▸ What you need to do: Retype each entry exactly as written, and keep the pictures out of the copy.

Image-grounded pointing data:
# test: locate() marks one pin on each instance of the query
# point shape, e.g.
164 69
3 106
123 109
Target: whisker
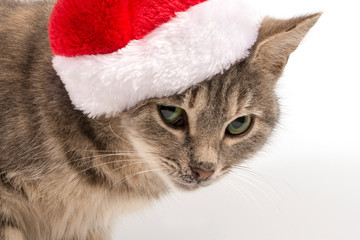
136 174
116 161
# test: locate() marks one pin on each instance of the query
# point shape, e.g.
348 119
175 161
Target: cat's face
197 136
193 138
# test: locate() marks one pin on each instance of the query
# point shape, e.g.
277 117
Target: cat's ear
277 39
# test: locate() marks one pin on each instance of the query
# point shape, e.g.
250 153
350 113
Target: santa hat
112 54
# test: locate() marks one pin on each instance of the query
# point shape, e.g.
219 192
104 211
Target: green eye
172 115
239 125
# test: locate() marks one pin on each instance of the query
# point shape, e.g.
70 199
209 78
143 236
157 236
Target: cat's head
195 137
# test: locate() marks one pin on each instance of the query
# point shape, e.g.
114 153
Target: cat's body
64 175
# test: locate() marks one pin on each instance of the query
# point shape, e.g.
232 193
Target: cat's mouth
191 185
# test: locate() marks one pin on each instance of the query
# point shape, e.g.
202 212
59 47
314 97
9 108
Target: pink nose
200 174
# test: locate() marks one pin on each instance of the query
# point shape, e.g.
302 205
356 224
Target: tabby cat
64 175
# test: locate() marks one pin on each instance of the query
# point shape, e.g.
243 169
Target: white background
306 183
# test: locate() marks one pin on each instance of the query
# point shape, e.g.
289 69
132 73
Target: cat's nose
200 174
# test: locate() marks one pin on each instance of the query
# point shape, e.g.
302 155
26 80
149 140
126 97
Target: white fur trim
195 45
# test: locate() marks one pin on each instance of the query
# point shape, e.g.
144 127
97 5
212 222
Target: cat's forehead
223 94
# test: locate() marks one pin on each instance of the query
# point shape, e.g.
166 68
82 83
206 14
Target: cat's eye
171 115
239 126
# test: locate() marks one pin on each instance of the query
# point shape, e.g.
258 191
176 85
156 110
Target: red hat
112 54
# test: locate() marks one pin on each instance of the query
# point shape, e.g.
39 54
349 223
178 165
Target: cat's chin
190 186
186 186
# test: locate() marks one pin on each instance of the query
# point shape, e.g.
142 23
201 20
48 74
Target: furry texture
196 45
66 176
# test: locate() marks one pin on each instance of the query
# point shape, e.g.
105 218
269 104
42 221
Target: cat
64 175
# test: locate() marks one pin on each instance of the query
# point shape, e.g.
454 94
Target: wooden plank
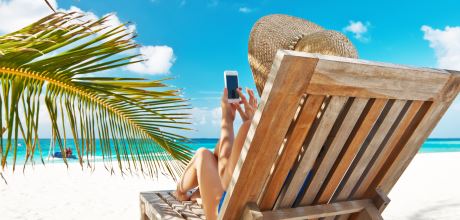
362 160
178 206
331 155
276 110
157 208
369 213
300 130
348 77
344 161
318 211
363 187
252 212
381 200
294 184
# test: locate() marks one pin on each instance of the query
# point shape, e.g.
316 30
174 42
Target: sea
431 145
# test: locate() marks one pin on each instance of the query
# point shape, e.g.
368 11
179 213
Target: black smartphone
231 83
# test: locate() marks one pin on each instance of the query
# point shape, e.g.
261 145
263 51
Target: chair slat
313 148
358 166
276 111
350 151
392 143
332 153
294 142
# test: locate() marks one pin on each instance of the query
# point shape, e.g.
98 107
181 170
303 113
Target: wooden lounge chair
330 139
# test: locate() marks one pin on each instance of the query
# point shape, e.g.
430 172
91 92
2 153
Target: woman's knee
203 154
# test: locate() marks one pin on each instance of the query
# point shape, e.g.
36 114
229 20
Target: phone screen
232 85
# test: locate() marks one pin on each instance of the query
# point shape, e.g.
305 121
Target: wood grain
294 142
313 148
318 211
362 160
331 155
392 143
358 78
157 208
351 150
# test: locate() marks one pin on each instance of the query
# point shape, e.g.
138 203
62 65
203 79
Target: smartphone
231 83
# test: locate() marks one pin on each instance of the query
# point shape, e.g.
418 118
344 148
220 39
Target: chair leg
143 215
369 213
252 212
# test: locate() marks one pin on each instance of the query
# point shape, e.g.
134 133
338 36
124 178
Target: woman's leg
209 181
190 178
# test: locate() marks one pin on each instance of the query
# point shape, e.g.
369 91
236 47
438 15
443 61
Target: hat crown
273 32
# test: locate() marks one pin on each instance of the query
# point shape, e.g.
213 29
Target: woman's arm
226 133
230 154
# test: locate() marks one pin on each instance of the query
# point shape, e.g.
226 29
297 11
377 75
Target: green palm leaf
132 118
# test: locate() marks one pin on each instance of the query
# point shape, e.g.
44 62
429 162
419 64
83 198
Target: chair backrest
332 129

▸ Written answer:
# test: locate() marks one pin on each instance of the query
# point shape, e.g.
164 69
3 106
123 109
Target: whisker
136 174
116 161
# test: locate() marks one pin on each instance of the query
# point shape, e.g.
348 119
175 161
Target: cat's face
197 136
193 138
# test: locate() marks one pin on each instance of the query
# point shape, e.g.
277 117
Target: cat's ear
277 39
# test: locate() marks one pin on each instance of the query
# point shape, e.g.
250 153
350 113
Target: santa hat
112 54
# test: locate() marks one pin on each instance of the query
# point shape, e.g.
219 192
104 211
Target: green eye
172 115
239 125
# test: locate() marks one pin on each instance of the query
# point shape, e.g.
70 199
209 78
143 236
157 236
Target: cat's head
195 137
# test: locate() marks one pin on each instance of the query
# point shape, e.g.
114 153
Target: cat's body
64 175
# test: locate() marks one pin on each instance of the query
# point shape, e.g.
232 193
Target: cat's mouth
191 185
# test: locate() marks one pin on each instance of the query
# point shape, e.g.
202 212
59 47
314 97
9 108
Target: pink nose
200 174
# test: locate() marks one pin on each instance of the query
# point shape, e.g.
302 205
356 224
Target: tabby cat
64 175
# test: locate() marks one pin on each instance of the query
# point shape, e.g.
243 169
Target: white background
306 183
# test: locate() marks one pin on each instance of the query
# point shape, e.g.
289 69
132 73
Target: cat's nose
200 174
# test: locate() marks one pin on each instance of the query
# point shape, e.g.
302 155
26 80
149 140
126 97
Target: white fur trim
195 45
# test: locate() marks one pin on each instance of the query
# point shape, e.g.
144 127
97 5
212 222
Target: cat's forehead
223 94
# test: locate() marks one pin on each instance of the query
# point shape, e.g.
166 68
82 83
206 14
Target: cat's eye
171 115
239 126
# test: locate() marks one pin on each instance of the query
# point shape, e.g.
258 191
176 85
156 110
Target: red hat
112 54
# test: locate() marks one pin on each instance of the query
# point shape, e.g.
39 54
349 223
178 165
Target: cat's chin
190 186
186 186
# test: locate() marks one pin on each instance of the query
# point shape, e.g.
142 23
201 20
48 74
Target: furry texture
196 45
66 176
# test: locate() marks one pin on each instance of the query
# point shape, e.g.
105 218
269 104
42 221
Target: cat
64 175
# test: locate() marks one pin on each instance of the query
# point shape, e.g.
454 94
Target: wooden plank
362 160
178 206
331 155
276 110
157 208
369 213
300 130
348 77
344 161
318 211
363 187
252 212
381 200
294 184
# test: locate() marks one pin on each instance of the query
# point shape, e.g.
316 30
174 42
Target: sea
431 145
# test: locate() marks one pin on each instance of the query
# point shape, e.g.
368 11
179 213
Target: black smartphone
231 83
# test: locate() marks one pin on each instance of the query
# point shape, e.g.
261 145
263 51
Target: chair slat
313 148
358 166
276 111
350 151
392 143
332 153
294 142
# test: locate() marks one pin on each instance of the query
# point shape, e.g.
98 107
181 170
303 113
Target: wooden lounge chair
330 139
# test: locate() marks one pin on each instance of the query
# point shape, e.g.
430 172
91 92
2 153
Target: woman's knee
203 154
# test: locate() marks one pin on each instance of the query
# point shape, e.g.
36 114
229 20
Target: phone screen
232 85
# test: locate() marks one pin on each instance of the query
# point shape, e.g.
305 121
Target: wood grain
294 142
313 148
318 211
362 160
331 155
392 143
358 78
157 208
351 150
# test: locate() marks one pin on each instance of the query
# point shape, e.g.
138 203
62 65
203 79
Target: smartphone
231 83
# test: locate() marks one pin on each instance of the query
# point shape, e.g.
418 118
344 148
220 39
Target: chair leg
143 215
369 213
252 212
# test: locate() marks one pin on each instance of the query
# point shape, e.g.
134 133
338 36
124 178
Target: woman's leg
209 181
190 178
# test: locate() marks one pin on each instance of the query
# point shape, e.g.
369 91
236 47
438 15
443 61
Target: hat crown
273 32
# test: locate() marks one pin on each instance of the query
# point shape, e.g.
213 29
Target: woman's arm
226 133
230 154
# test: locate() marks one pin on each instance of the query
# point shape, e.g.
226 29
297 11
377 75
Target: green palm leaf
132 118
# test: locate() marks one pin on each instance of the query
# point shape, e.g.
44 62
429 162
419 64
83 198
Target: chair backrest
332 129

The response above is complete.